What this task involves:
What is wanted is the line holding "of the window" and every later line through the end of the entries, set down exactly.

-- Data provided follows --

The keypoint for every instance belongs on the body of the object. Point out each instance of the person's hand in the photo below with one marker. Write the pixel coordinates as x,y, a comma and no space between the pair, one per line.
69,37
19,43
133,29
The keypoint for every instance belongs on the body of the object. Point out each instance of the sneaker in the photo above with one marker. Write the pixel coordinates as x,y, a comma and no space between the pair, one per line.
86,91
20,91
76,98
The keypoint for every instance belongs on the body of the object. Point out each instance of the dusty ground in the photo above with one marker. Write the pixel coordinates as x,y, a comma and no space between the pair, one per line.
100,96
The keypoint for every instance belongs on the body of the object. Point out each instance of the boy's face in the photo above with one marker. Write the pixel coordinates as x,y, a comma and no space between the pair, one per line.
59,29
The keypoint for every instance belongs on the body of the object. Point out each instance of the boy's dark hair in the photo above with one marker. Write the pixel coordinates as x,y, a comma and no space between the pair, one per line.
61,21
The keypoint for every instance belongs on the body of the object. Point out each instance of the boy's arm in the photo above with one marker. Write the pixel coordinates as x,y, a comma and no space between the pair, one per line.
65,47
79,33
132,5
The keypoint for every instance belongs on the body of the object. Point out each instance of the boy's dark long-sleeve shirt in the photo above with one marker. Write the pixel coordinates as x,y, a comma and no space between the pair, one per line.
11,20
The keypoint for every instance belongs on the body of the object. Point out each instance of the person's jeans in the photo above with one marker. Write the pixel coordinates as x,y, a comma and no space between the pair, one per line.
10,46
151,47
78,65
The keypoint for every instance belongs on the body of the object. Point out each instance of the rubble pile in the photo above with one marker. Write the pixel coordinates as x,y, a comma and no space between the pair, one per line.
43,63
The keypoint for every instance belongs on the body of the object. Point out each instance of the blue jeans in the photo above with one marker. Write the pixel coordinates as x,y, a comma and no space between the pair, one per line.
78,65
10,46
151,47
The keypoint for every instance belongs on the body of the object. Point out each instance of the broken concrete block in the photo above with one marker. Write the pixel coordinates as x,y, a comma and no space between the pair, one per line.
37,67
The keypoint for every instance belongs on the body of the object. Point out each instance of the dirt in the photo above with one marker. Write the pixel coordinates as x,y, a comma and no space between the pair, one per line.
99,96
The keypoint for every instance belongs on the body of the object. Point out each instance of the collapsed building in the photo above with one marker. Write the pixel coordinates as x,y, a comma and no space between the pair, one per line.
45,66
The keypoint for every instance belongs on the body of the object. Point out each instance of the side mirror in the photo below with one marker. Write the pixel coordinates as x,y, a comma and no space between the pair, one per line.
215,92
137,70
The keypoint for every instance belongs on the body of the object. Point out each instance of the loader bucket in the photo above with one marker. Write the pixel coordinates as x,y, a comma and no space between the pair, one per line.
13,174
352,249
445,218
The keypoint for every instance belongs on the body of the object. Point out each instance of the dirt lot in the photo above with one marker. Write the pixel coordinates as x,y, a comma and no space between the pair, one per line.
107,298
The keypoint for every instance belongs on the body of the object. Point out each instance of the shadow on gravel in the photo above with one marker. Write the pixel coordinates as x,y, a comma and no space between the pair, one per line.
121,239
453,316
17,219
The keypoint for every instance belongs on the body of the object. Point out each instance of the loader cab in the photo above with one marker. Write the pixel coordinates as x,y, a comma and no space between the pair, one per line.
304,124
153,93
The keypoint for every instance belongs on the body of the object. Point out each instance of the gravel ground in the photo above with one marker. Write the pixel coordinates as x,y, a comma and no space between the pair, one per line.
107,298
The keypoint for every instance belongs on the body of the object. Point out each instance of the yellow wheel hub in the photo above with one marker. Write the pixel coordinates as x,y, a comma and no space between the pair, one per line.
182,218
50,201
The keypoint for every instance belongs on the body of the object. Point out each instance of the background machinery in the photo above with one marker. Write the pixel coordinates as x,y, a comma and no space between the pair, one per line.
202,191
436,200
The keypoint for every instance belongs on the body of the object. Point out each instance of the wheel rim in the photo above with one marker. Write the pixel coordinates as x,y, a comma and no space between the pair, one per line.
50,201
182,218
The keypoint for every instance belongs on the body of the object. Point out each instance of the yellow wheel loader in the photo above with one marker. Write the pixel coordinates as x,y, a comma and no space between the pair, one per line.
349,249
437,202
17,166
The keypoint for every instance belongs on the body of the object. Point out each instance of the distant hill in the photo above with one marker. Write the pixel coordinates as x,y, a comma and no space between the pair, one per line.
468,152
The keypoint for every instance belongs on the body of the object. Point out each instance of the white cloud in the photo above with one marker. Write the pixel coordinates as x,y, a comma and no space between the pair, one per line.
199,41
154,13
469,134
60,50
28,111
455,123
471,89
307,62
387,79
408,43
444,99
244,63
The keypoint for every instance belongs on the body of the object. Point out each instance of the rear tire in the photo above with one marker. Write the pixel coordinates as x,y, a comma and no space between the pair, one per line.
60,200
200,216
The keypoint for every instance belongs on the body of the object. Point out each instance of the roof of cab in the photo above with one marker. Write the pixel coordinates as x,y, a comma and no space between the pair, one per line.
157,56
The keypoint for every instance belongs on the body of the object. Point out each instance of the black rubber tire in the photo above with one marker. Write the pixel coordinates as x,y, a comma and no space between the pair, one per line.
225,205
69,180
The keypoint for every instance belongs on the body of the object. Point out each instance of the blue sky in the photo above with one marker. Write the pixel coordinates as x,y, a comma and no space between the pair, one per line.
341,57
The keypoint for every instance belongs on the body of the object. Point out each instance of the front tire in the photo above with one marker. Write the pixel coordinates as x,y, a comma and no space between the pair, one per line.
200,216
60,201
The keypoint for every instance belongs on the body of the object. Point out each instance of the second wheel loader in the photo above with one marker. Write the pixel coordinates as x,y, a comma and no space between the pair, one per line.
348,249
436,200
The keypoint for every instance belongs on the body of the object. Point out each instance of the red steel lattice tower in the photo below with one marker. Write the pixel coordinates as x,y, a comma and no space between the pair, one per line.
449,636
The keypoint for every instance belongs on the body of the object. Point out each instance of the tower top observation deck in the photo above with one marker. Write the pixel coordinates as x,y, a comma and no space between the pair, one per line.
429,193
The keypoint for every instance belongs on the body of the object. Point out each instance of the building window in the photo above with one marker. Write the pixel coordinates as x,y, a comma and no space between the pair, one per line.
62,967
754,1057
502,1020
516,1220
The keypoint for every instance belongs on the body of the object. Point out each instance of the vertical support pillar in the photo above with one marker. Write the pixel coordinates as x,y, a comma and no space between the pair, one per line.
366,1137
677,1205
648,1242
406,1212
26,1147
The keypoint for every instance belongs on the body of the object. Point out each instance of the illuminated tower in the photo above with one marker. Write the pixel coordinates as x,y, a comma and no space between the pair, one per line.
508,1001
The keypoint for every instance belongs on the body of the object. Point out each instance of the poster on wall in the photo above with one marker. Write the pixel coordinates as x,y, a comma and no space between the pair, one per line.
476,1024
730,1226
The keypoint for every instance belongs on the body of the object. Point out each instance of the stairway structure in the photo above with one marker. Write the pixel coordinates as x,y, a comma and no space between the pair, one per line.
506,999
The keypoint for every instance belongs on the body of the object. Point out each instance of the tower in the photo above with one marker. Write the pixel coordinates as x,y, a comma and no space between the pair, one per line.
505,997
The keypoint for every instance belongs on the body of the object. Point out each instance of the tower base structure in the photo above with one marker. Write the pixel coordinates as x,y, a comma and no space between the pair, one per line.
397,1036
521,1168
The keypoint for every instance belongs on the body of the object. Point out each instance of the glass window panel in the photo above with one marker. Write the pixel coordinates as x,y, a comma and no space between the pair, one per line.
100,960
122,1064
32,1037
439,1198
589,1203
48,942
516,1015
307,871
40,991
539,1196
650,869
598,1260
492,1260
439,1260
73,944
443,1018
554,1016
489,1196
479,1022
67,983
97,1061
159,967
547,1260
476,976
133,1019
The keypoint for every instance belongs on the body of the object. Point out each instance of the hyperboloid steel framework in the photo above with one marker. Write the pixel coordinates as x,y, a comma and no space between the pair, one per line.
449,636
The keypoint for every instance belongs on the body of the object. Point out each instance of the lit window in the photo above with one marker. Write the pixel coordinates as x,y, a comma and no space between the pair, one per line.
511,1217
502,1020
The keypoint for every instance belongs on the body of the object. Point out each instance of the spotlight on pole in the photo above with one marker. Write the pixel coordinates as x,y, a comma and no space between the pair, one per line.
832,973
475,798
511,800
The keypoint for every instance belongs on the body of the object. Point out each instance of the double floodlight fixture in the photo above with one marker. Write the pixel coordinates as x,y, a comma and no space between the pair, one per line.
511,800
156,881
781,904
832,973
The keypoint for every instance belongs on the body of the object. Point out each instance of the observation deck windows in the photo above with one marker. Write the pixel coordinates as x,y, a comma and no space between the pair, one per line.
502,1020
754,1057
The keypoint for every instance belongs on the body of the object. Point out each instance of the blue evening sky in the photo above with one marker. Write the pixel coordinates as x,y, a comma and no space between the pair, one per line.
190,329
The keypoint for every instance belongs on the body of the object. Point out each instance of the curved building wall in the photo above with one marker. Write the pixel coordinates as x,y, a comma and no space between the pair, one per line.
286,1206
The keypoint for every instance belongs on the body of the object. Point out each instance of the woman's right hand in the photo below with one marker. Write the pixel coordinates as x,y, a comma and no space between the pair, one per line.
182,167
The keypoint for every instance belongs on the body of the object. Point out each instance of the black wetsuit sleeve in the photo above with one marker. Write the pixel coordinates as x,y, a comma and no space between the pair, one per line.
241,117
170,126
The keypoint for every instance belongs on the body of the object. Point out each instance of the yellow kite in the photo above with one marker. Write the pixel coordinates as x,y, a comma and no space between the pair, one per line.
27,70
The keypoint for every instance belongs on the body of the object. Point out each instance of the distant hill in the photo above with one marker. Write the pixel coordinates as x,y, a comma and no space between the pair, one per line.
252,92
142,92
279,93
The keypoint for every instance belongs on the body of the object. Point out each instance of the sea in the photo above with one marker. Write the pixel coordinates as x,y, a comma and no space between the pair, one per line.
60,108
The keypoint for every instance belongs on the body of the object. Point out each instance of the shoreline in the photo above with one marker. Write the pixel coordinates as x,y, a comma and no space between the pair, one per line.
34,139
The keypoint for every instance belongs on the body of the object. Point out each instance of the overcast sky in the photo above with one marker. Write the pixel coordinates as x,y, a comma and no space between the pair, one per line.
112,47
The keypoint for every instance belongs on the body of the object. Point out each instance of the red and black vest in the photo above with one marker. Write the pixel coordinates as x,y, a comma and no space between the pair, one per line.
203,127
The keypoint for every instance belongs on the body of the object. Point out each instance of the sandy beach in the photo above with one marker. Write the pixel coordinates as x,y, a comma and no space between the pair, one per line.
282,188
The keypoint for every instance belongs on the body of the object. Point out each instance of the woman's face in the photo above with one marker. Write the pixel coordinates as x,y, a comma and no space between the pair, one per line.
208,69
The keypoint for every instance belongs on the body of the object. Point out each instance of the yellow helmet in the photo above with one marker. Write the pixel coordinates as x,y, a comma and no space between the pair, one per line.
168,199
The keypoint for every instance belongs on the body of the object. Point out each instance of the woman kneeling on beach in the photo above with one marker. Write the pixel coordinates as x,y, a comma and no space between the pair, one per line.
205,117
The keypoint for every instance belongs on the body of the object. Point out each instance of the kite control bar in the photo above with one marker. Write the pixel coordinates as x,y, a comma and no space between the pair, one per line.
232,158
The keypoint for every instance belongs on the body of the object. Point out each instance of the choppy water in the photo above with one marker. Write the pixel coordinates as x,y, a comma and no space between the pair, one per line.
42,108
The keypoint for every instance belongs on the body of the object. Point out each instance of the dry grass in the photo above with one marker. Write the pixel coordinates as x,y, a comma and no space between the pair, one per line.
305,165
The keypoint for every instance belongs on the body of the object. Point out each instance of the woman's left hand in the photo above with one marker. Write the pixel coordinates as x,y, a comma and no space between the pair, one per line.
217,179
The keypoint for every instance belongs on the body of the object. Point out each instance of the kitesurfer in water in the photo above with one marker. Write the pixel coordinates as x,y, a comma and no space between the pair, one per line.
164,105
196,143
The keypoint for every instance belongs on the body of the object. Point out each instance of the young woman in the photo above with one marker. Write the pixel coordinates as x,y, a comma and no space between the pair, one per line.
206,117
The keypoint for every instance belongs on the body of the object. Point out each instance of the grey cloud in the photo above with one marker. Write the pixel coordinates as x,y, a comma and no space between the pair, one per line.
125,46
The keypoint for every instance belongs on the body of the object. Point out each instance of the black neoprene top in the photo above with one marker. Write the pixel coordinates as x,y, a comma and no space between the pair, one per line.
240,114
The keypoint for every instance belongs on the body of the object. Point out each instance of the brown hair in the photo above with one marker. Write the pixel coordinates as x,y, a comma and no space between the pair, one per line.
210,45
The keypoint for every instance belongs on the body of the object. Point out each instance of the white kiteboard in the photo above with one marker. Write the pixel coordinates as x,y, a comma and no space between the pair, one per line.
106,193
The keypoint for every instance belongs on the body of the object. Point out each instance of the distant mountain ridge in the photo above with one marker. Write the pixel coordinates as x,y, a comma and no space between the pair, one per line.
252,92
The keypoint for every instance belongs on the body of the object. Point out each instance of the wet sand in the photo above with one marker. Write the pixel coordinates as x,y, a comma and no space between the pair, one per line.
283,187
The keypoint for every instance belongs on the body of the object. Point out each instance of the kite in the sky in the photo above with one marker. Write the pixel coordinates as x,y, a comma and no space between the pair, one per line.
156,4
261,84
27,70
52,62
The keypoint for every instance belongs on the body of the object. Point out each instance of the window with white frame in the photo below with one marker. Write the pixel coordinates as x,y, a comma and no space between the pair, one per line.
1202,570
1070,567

-- Data provided concluded --

Task solution:
The keypoint for every instance belongs on the body of the object. Point out each instance of the window with white frame in the photo below with one marker. Write the pixel coordinates as x,y, a comma and no space between the pair, one per line.
1202,570
1070,567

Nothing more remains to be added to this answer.